[Items from a data source]
↓

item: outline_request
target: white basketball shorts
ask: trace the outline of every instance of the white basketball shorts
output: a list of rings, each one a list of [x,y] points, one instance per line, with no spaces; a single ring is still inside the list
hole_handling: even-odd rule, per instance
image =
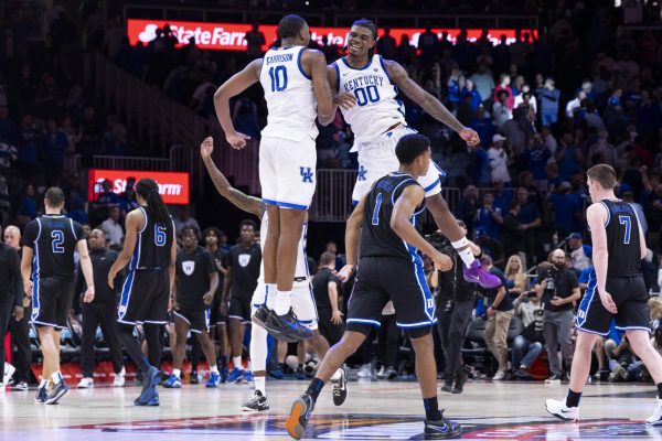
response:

↑

Requirements
Rewrite every line of the entries above as a numbered list, skipping any blank lines. Leave the picture out of your answer.

Solution to this problem
1. item: outline_request
2. target: white basketball shorts
3. ask: trace the outline of every instance of the white basketball shorts
4. output: a list of rings, each one a list of [x,y] points, one instance per line, with no spaces; a single ring is still inside the list
5. hole_handling: even-odd rule, per instance
6. image =
7. response:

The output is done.